=== WHAT YOU WILL DO ===
Extract the final stretch of the data: the line that contains "one marker per instance, written like [623,511]" and every line after it, unaltered, and no other lines.

=== STORED RECORDS ===

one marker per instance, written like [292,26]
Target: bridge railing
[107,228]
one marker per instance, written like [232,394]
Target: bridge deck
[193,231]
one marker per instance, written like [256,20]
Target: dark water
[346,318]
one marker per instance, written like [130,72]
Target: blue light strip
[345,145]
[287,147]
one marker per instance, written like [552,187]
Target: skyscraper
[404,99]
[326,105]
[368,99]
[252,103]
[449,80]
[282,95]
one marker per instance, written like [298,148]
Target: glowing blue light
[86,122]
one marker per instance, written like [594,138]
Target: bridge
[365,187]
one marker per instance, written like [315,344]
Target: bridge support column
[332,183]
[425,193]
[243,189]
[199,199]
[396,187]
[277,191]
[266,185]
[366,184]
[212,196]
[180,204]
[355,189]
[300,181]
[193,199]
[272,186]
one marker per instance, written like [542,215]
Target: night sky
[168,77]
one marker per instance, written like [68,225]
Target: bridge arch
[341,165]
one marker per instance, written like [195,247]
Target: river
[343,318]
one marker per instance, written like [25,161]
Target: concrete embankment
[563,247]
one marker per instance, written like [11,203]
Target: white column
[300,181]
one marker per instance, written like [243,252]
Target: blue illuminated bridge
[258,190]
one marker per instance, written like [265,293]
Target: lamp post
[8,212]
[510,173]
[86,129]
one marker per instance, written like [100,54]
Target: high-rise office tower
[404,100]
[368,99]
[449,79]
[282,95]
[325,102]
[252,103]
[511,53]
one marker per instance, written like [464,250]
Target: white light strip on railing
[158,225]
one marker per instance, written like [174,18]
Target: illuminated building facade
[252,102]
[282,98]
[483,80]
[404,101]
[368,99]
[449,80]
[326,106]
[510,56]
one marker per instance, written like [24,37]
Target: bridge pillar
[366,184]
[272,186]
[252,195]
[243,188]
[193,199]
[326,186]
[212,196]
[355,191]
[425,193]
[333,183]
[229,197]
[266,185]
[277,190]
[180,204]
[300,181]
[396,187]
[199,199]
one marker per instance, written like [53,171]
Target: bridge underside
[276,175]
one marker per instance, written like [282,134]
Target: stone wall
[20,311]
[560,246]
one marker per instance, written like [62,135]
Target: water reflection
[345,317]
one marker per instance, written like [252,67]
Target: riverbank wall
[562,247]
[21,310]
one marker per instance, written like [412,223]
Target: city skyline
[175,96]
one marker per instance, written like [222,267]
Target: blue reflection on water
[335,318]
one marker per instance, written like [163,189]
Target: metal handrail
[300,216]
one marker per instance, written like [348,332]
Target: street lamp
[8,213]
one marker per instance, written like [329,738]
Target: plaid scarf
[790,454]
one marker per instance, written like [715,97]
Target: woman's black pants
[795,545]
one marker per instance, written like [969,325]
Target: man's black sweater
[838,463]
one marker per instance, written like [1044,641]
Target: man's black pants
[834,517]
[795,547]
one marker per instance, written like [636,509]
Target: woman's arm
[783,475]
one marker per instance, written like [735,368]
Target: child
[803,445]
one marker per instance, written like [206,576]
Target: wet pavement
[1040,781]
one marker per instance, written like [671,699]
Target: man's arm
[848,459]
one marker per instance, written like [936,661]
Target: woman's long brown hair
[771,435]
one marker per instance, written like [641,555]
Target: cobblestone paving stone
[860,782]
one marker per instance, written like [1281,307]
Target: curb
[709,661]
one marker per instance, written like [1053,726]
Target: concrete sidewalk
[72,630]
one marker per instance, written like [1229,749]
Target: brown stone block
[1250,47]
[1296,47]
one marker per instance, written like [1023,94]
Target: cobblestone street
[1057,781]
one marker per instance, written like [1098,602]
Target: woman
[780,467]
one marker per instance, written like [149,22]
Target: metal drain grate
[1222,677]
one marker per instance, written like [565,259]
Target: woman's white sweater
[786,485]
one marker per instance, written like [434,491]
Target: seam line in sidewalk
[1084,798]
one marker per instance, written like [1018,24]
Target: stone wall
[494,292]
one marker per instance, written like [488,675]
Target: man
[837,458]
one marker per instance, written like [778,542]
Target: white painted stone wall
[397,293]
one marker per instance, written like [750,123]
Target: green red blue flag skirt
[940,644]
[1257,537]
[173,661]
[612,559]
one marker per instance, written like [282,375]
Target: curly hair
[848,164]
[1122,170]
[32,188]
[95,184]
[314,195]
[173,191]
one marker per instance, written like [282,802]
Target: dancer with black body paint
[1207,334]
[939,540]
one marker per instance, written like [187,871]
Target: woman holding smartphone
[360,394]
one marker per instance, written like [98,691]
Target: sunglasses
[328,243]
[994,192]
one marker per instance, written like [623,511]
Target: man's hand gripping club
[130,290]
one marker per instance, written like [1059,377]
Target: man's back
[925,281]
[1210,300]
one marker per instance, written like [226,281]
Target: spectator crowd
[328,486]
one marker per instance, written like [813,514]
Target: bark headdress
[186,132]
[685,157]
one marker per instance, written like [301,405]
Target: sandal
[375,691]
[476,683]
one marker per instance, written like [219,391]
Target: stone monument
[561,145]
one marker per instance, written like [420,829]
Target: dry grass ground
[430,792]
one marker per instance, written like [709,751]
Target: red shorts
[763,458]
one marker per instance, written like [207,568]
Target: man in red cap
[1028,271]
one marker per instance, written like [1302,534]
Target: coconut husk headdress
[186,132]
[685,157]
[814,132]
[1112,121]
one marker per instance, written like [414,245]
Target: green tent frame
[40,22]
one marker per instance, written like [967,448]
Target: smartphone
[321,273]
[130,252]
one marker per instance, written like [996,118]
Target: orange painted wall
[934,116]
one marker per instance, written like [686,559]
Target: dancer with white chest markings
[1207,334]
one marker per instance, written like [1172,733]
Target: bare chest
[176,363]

===

=== OUTPUT ===
one marker per instance, written like [623,511]
Target: man's hand gripping club
[130,290]
one marker per instance, written like [1059,377]
Target: man's back
[925,281]
[1210,300]
one marker per instance, written like [226,281]
Target: spectator crowd
[328,486]
one marker per instance, written like [813,514]
Target: bark headdress
[186,132]
[685,157]
one marker per instance, written like [301,405]
Target: sandal
[375,691]
[476,683]
one marker per instance, written like [219,391]
Target: stone monument
[561,145]
one marker per instance, written like [420,829]
Target: dry grass ground
[430,792]
one marker per instance, written like [709,751]
Target: red shorts
[763,458]
one marker per instance, written like [207,568]
Target: man in red cap
[1028,271]
one marker per instance, written like [1302,534]
Target: coconut husk headdress
[186,132]
[685,157]
[814,132]
[1112,121]
one marker per instance, written like [414,245]
Target: green tent frame
[40,22]
one marker per instance, written like [967,448]
Target: smartphone
[321,273]
[130,252]
one marker per instance, written like [996,118]
Target: orange painted wall
[934,116]
one marker per instance, written like [686,559]
Target: dancer with white chest markings
[1207,334]
one marker per instance, written like [1172,733]
Target: bare chest
[176,363]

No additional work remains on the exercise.